▸ **PROVIDED ENTRIES**:
☆ ☆ ☆ ☆

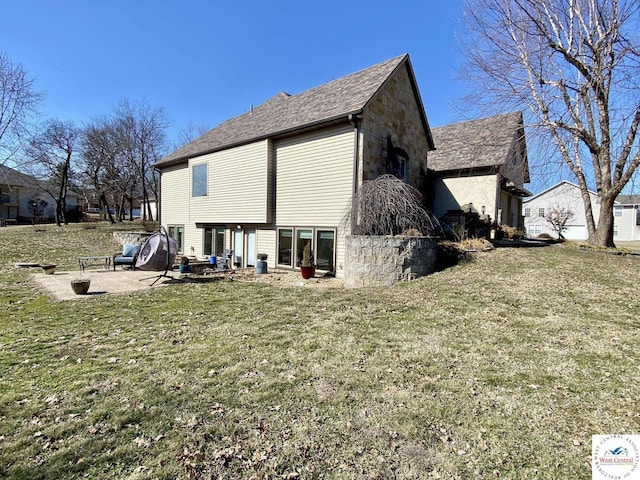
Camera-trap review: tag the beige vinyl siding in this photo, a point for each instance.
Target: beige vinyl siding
(237, 186)
(175, 195)
(266, 243)
(314, 177)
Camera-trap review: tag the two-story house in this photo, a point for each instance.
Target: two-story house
(481, 164)
(284, 173)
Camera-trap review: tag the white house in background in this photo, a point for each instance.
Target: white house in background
(18, 191)
(567, 195)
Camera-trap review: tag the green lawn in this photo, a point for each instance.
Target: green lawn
(498, 368)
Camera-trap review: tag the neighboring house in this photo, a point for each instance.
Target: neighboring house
(567, 195)
(482, 163)
(283, 174)
(19, 193)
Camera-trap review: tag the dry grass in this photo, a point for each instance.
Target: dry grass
(502, 367)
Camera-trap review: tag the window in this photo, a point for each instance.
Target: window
(534, 230)
(177, 233)
(285, 244)
(325, 241)
(213, 241)
(199, 180)
(322, 242)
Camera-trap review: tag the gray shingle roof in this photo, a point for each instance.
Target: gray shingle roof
(484, 142)
(284, 113)
(9, 176)
(628, 199)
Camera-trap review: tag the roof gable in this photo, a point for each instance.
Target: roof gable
(480, 143)
(284, 113)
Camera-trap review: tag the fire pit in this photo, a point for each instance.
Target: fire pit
(81, 286)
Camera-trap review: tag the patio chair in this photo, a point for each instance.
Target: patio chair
(128, 256)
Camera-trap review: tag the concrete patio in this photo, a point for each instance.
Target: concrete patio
(102, 282)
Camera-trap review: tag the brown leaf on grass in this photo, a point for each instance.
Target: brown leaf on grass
(141, 442)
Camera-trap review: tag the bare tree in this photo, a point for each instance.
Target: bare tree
(51, 153)
(144, 129)
(118, 152)
(558, 217)
(100, 152)
(575, 66)
(189, 133)
(18, 102)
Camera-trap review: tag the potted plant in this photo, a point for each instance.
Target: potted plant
(307, 267)
(184, 265)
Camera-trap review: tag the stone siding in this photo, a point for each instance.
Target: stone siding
(384, 260)
(394, 113)
(132, 238)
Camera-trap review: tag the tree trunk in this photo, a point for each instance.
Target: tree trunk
(603, 235)
(104, 205)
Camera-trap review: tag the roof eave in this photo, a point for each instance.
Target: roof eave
(288, 131)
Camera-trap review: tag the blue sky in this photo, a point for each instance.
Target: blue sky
(206, 61)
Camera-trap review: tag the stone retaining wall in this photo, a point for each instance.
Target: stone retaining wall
(132, 238)
(385, 260)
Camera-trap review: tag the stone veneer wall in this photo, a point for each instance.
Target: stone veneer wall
(385, 260)
(394, 113)
(132, 238)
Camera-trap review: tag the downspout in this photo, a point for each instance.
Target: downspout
(158, 196)
(354, 120)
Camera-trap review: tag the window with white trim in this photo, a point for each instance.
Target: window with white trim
(177, 233)
(199, 180)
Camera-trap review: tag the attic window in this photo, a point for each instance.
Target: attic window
(397, 161)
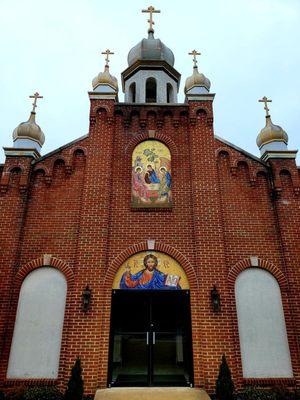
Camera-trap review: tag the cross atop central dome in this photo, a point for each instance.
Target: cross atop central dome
(150, 76)
(151, 49)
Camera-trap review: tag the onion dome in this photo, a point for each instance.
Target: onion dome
(197, 79)
(271, 133)
(105, 78)
(151, 49)
(29, 130)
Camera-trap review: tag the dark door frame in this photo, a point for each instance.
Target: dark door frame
(150, 334)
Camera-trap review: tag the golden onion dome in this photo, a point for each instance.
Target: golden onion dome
(29, 130)
(271, 133)
(105, 78)
(197, 79)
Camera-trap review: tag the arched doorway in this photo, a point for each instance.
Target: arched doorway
(150, 341)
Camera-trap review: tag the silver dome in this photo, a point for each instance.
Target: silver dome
(151, 49)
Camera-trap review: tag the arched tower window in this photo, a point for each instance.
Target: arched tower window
(36, 343)
(170, 93)
(151, 175)
(151, 90)
(262, 331)
(132, 93)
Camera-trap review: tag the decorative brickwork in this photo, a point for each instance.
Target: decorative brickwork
(230, 210)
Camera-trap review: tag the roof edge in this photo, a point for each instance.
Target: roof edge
(59, 149)
(241, 151)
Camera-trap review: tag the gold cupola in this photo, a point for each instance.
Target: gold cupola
(197, 83)
(104, 82)
(271, 137)
(29, 134)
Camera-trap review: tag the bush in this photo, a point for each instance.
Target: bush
(74, 389)
(276, 393)
(254, 393)
(16, 393)
(224, 384)
(43, 393)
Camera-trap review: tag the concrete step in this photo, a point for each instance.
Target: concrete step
(147, 393)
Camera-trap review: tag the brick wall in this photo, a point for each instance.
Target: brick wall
(75, 206)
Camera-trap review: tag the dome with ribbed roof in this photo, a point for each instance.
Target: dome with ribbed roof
(29, 130)
(151, 49)
(105, 78)
(196, 79)
(271, 133)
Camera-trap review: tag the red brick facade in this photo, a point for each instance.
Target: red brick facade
(71, 209)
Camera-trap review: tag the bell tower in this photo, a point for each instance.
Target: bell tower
(150, 76)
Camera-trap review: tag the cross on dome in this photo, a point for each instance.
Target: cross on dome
(194, 53)
(266, 101)
(35, 96)
(151, 10)
(108, 53)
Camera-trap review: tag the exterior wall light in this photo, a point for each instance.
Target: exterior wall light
(86, 299)
(215, 299)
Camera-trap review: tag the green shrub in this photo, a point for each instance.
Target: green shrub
(74, 389)
(42, 393)
(224, 384)
(254, 393)
(15, 393)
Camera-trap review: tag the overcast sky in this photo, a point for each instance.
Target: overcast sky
(250, 49)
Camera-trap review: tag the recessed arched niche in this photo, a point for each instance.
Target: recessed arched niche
(151, 270)
(35, 348)
(262, 331)
(151, 175)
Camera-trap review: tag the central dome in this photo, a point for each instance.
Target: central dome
(151, 49)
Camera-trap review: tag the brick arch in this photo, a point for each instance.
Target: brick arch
(43, 261)
(145, 136)
(160, 247)
(264, 264)
(76, 148)
(14, 167)
(42, 167)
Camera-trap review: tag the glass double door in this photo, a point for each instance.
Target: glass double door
(150, 339)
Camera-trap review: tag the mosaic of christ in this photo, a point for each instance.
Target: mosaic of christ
(151, 175)
(151, 271)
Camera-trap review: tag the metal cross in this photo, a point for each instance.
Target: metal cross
(194, 53)
(35, 97)
(108, 53)
(266, 101)
(151, 10)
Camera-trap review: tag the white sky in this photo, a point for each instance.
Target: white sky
(250, 48)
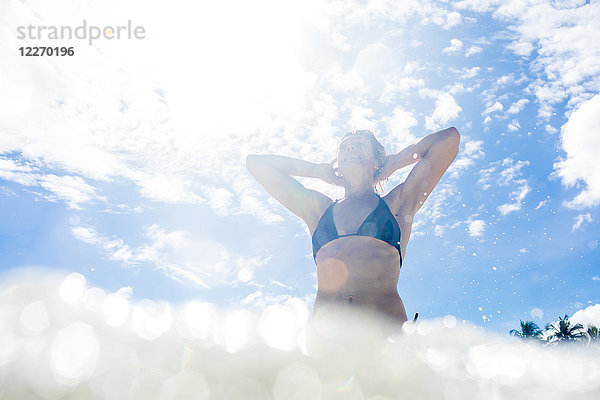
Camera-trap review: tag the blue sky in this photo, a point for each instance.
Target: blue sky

☆ ☆ ☆ ☆

Transcribe all the data word for word; the images stay out.

▸ **REPLY TO THE EXERCISE**:
Camera-trap review: tag the beige vinyl siding in this photo, a point for each instance.
Target: beige vinyl siding
(237, 186)
(175, 195)
(266, 243)
(314, 177)
Camera-trap review: tag the two-story house in this photo, a point for each instance.
Target: two-story house
(481, 164)
(284, 173)
Camera-trap review: tag the white house in background in this photo, a point for each instance.
Target: white house in background
(18, 191)
(567, 195)
Camera-trap review: tag the green lawn in this photo, a point for each instance.
Target: green lawn
(498, 368)
Camera-trap review: tag the neighboring house in this photo, a point for each instance.
Target: neighboring house
(567, 195)
(482, 163)
(283, 174)
(19, 193)
Camera-trap review: tag the dry grass in this photo, a point for each instance.
Target: dry grass
(502, 367)
Camera-trap review: tag the window in this photo, a point for each instance.
Target: window
(534, 230)
(177, 233)
(285, 244)
(325, 241)
(213, 241)
(199, 180)
(322, 242)
Camera-trap review: tag the gray shingle roof in this photo, a point for each instance.
Target: gray shingle roof
(484, 142)
(284, 113)
(9, 176)
(628, 199)
Camera-trap review: tag the roof gable in this photo, a point for each instance.
Target: roof gable
(480, 143)
(284, 113)
Camera-trap review: tag the fire pit in this photo, a point for each instance.
Target: fire pit
(81, 286)
Camera-trap review: tag the patio chair in this photo, a point for each instance.
Target: patio chair
(128, 256)
Camera-trap review: tag the concrete patio in this photo, a point for each instance.
Target: concrete patio
(102, 282)
Camera-trap review: tag the brown leaf on grass in this photo, a point for each instance.
Target: brown leaf on grass
(141, 442)
Camera-trap review: tag the bare tree in this photo, a point for each instance.
Target: bare tree
(51, 153)
(144, 129)
(118, 152)
(558, 217)
(100, 152)
(575, 66)
(189, 133)
(18, 102)
Camera-trap review: tag the potted plant in this photo, a point for each instance.
Target: potted plant
(307, 267)
(184, 265)
Camera-trap review: tag the stone siding in this photo, a point for each instance.
Target: stone siding
(384, 260)
(394, 113)
(132, 238)
Camera-trap review: tag the tree trunk in this photo, a point for each instance.
Target: tree trunk
(603, 235)
(104, 205)
Camera-trap review: tag the roof eave in this photo, a point for each instance.
Target: roof eave
(288, 131)
Camera-trap review: tag the blue sky in this photo, a point for each instance.
Target: blue sky
(206, 61)
Camera-trap review: tag the stone retaining wall in this photo, a point for each instance.
Target: stone retaining wall
(132, 238)
(385, 260)
Camera-trap review: tag the stone veneer wall in this photo, a point for each instance.
Target: stone veneer wall
(385, 260)
(394, 113)
(132, 238)
Camera-trap review: tag the downspout in this photo, a point for each instance.
Target: downspout
(158, 196)
(354, 120)
Camera-trap review: tag the window with white trim in this photo, a point for each instance.
Target: window with white trim
(177, 233)
(199, 180)
Camera-trap review: tag the attic window in this photo, a point for each instance.
Target: attic window
(397, 161)
Camera-trap review: tag the cross atop central dome in this photo, a point for each instance.
Target: cross atop central dome
(150, 76)
(151, 49)
Camera-trap review: tag the onion dome in this photo, a point for each instance.
Target: onion dome
(197, 79)
(271, 133)
(105, 78)
(151, 49)
(29, 130)
Camera-trap review: tag the dark door frame in this photo, a point for each instance.
Target: dark door frame
(150, 334)
Camera-trap review: tag the golden onion dome in this photo, a point for each instance.
Target: golden onion dome
(29, 130)
(271, 133)
(105, 78)
(197, 79)
Camera-trap review: tag the arched doorway in this photo, a point for each instance.
Target: arched doorway
(150, 341)
Camera-trap review: tag the silver dome in this photo, a point for each instance.
Target: silver dome
(151, 49)
Camera-trap review: tag the arched tower window in this photo, a point for each instance.
Target: arched tower window
(36, 343)
(170, 93)
(151, 175)
(151, 90)
(262, 331)
(132, 93)
Camera-trap review: tag the decorative brickwork in this photo, a point for each instance.
Target: decorative brickwork
(230, 210)
Camera-trap review: tag the roof edge in this photo, a point for each instance.
Target: roof edge
(59, 149)
(241, 151)
Camera-trap review: tag the gold cupola in this photo, a point for each instance.
Target: gold cupola
(197, 83)
(104, 82)
(271, 137)
(29, 134)
Camera-trap review: tag the bush in this photo, a point for each instance.
Target: bush
(74, 389)
(276, 393)
(254, 393)
(16, 393)
(224, 384)
(43, 393)
Camera-trap review: tag the concrete step in this photo, a point for each instance.
Target: concrete step
(147, 393)
Camera-trap review: tag the brick wall in this photo, a point for each instance.
Target: brick wall
(75, 206)
Camera-trap review: tag the dome with ribbed roof in this photo, a point for each instance.
Target: dome with ribbed roof
(29, 130)
(151, 49)
(105, 78)
(196, 79)
(271, 133)
Camera-trap review: tag the red brick facade in this photo, a point for each instance.
Target: red brick facade
(71, 209)
Camera-trap review: tag the bell tower in this photo, a point for each instance.
Target: bell tower
(150, 76)
Camera-trap review: tag the cross on dome in this photo, a point for each instance.
Target: cross on dome
(194, 53)
(266, 101)
(35, 96)
(151, 10)
(108, 53)
Camera-trap review: tag the exterior wall light in this photo, a point for each instance.
Target: exterior wall light
(86, 299)
(215, 299)
Camera-trap review: tag the green shrub in this photo, a point for each instance.
Target: green shrub
(74, 389)
(42, 393)
(224, 384)
(254, 393)
(15, 393)
Camera-trap review: tag the overcast sky in this photo, a point for each instance.
Target: overcast sky
(250, 49)
Camera-trap review: tag the recessed arched niche in this photo, a point for each instance.
Target: recessed arched niche
(151, 270)
(35, 348)
(262, 331)
(151, 175)
Camera-trap review: tag the central dome in this photo, a point for each instance.
Target: central dome
(151, 49)
Camera-trap review: tag the brick arch in this photo, a point for each instance.
Target: brick arch
(43, 261)
(145, 136)
(160, 247)
(264, 264)
(76, 148)
(14, 167)
(42, 167)
Camera-trap review: tag the glass double door in this photo, a point for each instance.
Target: glass double door
(150, 339)
Camera-trap review: tag the mosaic of christ in this photo, a point for each instance.
Target: mosaic of christ
(151, 175)
(151, 271)
Camera-trap review: tag the metal cross in this photo, a point for each instance.
Target: metal cross
(194, 53)
(35, 97)
(108, 53)
(266, 101)
(151, 10)
Camera-trap review: tag the white sky in this photo, a point for each instance.
Target: white sky
(250, 48)
Camera-trap review: tag the blue sky in this photo, a point for each instance.
Target: blue sky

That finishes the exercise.